Wednesday, 9 March 2011

PALENQUE

El Palacio
Palenque is Spanish for fortress; this is a beautifully presented Maya city site. We had a guide, Victor, who helped us understand what had been discovered at Palenque. Victor did not have the typical facial features of a person of Maya descent. He spoke English well and had a sense of humour.

We started with templo XIII, the Tomb of the Red Queen. The tomb, which is painted in cinnibar red, was only discovered in 1994 hidden deep within the pyramid. It is the second most impressive tomb at Palenque with a jade mask and many precious stones, pearls and obsidian.

Set of tasks
A: According to the Palenque travel entry, in what year was the Tomb of the Red Queen discovered?
B: Put this sentence from the Palenque travel entry into Spanish: "We started with templo XIII, the Tomb of the Red Queen."
C: Carry on writing the Palenque travel entry, picking up right after its last sentence.
The records have nothing to do with the Palenque travel entry and can be ignored.

Data rows
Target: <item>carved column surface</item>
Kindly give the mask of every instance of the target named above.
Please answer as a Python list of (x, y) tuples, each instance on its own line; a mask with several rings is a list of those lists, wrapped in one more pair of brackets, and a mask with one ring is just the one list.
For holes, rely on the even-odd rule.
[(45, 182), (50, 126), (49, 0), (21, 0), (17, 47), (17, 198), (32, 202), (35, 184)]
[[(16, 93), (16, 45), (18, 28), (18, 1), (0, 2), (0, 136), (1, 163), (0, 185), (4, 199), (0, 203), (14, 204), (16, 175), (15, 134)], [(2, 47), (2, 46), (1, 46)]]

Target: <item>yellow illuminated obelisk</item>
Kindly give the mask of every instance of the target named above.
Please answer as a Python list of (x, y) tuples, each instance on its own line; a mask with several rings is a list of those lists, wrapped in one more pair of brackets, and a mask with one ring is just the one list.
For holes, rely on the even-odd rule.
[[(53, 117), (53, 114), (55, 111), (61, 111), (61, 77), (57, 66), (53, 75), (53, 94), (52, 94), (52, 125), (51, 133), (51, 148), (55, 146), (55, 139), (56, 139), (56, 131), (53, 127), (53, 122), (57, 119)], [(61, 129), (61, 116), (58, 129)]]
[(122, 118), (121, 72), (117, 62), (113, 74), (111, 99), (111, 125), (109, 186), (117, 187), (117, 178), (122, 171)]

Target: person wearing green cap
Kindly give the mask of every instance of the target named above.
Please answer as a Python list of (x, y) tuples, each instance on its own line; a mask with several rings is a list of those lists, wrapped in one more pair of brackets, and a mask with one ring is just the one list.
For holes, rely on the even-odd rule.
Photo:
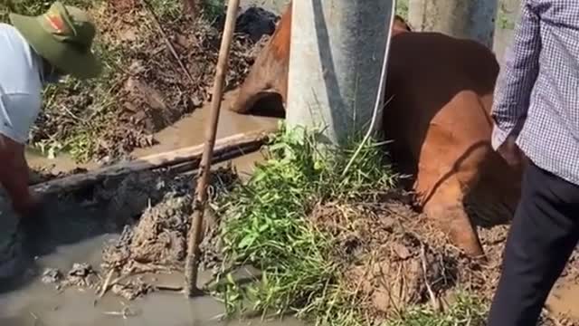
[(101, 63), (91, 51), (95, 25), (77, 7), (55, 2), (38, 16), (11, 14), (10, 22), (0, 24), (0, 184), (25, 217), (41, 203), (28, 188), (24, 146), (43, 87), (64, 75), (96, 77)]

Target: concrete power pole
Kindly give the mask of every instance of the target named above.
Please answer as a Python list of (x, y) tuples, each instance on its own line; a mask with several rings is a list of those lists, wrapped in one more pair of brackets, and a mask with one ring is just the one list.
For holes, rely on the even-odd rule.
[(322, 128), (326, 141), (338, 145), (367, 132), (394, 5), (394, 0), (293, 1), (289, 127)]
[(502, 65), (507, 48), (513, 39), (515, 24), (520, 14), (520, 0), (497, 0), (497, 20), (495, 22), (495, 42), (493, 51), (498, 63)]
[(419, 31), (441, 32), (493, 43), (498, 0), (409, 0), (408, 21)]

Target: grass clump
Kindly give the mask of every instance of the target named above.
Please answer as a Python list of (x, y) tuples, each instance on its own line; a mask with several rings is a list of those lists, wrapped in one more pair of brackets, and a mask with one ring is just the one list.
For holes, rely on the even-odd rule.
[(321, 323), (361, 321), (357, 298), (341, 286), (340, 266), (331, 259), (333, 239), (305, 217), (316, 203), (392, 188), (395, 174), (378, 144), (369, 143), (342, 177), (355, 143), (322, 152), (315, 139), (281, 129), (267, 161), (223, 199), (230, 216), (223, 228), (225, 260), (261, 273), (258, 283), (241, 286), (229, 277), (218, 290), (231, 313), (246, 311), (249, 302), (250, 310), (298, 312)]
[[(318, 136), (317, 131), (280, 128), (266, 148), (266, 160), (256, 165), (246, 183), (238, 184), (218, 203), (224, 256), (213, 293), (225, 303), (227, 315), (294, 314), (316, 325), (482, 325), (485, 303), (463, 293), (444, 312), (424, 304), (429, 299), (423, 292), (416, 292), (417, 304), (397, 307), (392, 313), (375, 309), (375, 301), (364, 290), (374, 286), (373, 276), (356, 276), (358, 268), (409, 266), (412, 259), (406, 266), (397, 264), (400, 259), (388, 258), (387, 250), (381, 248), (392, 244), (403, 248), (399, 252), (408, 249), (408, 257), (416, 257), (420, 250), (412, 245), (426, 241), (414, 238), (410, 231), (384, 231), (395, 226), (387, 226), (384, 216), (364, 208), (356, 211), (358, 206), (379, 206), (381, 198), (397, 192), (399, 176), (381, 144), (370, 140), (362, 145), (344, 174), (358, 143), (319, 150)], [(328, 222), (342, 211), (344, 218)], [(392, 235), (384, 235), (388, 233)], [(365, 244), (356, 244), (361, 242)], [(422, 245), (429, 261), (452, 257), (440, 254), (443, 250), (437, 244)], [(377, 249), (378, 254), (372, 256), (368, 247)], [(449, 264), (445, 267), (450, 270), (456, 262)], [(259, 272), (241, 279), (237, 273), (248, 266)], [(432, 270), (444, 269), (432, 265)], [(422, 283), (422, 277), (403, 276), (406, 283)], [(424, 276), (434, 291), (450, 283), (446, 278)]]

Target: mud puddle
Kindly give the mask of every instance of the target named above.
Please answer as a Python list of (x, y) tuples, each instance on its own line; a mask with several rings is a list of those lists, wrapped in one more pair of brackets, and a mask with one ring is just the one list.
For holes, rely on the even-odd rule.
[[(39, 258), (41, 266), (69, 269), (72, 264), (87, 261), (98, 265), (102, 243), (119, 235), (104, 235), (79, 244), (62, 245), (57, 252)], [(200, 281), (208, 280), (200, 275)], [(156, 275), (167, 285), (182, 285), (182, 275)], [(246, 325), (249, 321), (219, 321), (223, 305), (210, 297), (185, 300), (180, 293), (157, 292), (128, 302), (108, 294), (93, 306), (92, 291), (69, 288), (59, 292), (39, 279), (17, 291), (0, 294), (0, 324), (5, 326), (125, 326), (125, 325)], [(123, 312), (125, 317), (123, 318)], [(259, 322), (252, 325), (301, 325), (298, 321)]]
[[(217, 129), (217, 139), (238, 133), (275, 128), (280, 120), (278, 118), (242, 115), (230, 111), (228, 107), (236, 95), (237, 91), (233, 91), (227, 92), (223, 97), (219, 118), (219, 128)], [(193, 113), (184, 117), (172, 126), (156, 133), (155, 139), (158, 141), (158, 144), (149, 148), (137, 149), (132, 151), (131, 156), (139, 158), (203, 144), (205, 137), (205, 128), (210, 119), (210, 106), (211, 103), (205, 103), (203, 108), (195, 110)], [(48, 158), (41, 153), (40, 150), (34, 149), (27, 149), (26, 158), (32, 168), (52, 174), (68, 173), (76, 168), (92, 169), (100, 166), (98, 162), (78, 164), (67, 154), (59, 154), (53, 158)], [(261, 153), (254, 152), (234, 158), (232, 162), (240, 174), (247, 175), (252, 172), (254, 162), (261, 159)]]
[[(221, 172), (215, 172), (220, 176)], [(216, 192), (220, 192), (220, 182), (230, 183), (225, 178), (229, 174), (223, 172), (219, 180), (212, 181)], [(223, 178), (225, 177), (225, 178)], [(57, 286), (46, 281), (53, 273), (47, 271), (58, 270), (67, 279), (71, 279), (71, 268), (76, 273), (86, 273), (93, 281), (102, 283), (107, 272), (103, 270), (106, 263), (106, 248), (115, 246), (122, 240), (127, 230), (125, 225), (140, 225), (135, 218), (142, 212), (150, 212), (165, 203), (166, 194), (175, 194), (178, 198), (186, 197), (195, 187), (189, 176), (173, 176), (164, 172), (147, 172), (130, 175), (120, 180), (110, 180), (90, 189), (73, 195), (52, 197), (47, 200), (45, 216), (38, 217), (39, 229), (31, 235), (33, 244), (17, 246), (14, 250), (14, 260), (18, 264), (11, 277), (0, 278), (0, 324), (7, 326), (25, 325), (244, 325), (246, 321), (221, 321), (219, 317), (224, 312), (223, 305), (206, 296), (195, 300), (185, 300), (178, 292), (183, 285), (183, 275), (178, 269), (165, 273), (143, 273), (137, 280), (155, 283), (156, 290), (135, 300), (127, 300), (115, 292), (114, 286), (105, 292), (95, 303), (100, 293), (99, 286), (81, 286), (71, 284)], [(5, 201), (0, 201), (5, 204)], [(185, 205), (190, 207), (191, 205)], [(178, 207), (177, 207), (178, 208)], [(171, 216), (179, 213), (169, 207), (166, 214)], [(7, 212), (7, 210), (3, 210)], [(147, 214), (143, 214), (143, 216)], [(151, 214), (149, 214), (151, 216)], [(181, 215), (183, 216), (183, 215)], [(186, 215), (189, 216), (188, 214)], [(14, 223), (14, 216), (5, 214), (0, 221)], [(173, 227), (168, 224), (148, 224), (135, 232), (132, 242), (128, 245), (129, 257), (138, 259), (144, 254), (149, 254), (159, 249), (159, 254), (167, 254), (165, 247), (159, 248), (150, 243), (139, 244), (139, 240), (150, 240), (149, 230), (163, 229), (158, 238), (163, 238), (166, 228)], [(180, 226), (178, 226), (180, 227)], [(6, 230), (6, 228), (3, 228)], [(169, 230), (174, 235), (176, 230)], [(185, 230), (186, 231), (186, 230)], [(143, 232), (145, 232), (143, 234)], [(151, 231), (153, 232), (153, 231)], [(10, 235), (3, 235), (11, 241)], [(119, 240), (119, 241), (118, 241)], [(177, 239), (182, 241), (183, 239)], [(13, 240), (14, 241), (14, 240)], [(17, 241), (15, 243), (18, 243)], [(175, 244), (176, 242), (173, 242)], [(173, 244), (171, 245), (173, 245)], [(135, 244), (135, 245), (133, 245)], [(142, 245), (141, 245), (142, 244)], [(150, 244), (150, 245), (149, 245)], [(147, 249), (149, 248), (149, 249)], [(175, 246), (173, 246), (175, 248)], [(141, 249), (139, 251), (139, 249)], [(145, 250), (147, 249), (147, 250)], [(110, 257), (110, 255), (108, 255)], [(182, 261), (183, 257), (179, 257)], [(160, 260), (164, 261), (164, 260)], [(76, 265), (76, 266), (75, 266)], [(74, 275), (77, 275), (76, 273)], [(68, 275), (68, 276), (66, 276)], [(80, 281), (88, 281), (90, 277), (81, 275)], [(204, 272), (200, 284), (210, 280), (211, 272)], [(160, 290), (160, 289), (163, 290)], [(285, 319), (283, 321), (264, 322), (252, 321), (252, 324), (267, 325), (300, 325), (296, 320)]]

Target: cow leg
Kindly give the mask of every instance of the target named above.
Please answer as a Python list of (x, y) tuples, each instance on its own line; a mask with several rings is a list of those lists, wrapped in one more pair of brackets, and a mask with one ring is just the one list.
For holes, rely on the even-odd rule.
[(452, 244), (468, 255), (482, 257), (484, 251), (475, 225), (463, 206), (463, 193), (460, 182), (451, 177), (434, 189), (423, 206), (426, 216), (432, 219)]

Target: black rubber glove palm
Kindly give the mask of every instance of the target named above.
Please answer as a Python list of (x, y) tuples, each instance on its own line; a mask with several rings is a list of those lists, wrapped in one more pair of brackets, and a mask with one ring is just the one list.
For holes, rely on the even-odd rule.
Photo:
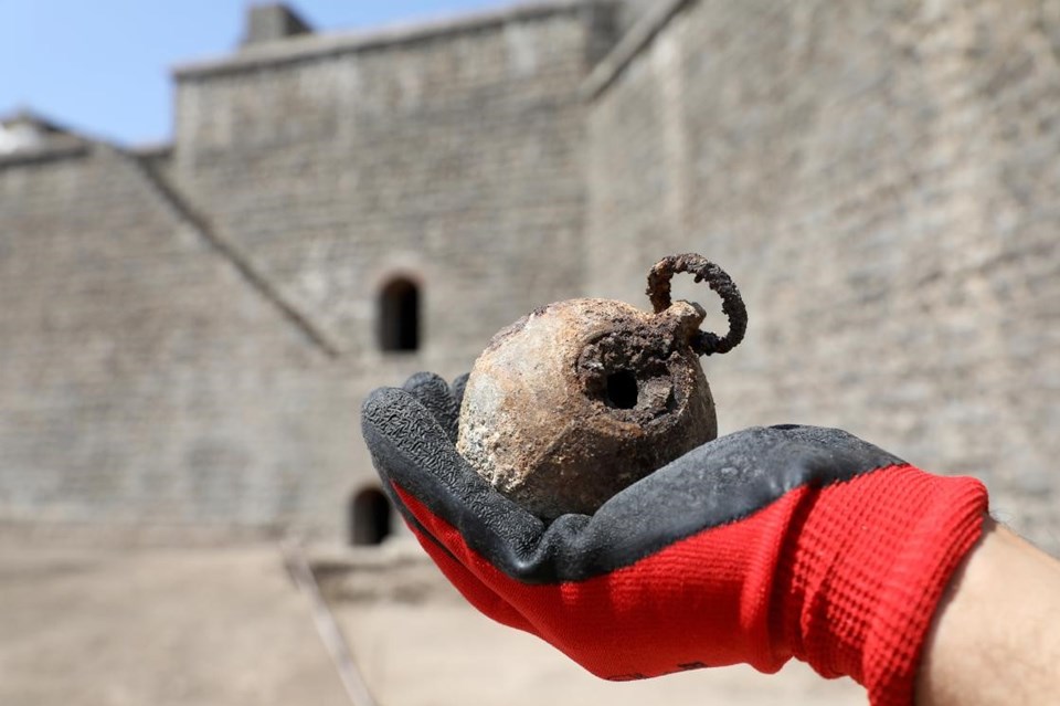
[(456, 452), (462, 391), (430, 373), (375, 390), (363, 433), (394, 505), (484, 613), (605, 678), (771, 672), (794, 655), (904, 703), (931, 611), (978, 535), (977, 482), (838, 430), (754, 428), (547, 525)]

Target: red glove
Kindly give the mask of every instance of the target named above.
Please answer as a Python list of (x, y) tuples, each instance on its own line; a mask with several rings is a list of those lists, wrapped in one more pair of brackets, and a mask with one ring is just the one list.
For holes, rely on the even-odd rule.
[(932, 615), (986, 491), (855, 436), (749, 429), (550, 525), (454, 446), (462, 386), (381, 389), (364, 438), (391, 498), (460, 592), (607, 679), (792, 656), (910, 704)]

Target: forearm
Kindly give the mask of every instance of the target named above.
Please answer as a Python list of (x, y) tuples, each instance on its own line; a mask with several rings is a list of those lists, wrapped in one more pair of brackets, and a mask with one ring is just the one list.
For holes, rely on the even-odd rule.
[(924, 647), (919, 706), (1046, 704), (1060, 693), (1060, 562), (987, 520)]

Results of the exercise
A: It was discovered in 1994.

B: Empezamos con el templo XIII, la Tumba de la Reina Roja.

C:
Outside the tomb was the skeleton of a woman lying face downward and the skeleton of child lying face upward. The suggestion is that the woman and child were sacrificed to accompany the Red Queen into the afterlife. The next building is named the Templo de las Inscripciones for the many gliphs carved into the interior walls. Archeological exploration within this pyramid led to the discovery of the magnificent tomb of Pakal down a well-hidden interior stairway some 1.44 metres below the surface of the plaza.

The lid of the tomb, weighing around ten tons, depicts the governor (king) either descending to or rising from the underworld. The lid is so heavy that it could not be moved and has been left in place. Our guide pointed out that Pakal is taller than the ordinary Maya, but that he had one leg longer than the other.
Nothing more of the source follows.